Provided records start

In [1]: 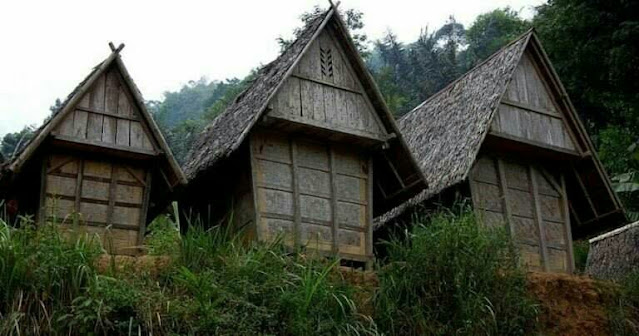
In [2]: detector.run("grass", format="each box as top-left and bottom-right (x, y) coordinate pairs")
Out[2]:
(375, 211), (537, 335)
(0, 207), (378, 335)
(608, 270), (639, 336)
(0, 203), (560, 335)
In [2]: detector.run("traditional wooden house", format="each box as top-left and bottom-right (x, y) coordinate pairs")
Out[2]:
(182, 8), (425, 262)
(376, 31), (625, 272)
(0, 45), (186, 253)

Provided records end

=== Task goal ===
Transcribe the entries from their first line up to and including the line containing "(0, 203), (560, 335)". Leave the pictures out of your answer.

=== Expected output ===
In [1]: 
In [2]: detector.run("grass", format="each box as top-left and bottom-right (x, y) coordinate pairs")
Out[2]:
(375, 211), (537, 335)
(0, 207), (378, 335)
(608, 270), (639, 336)
(0, 203), (560, 335)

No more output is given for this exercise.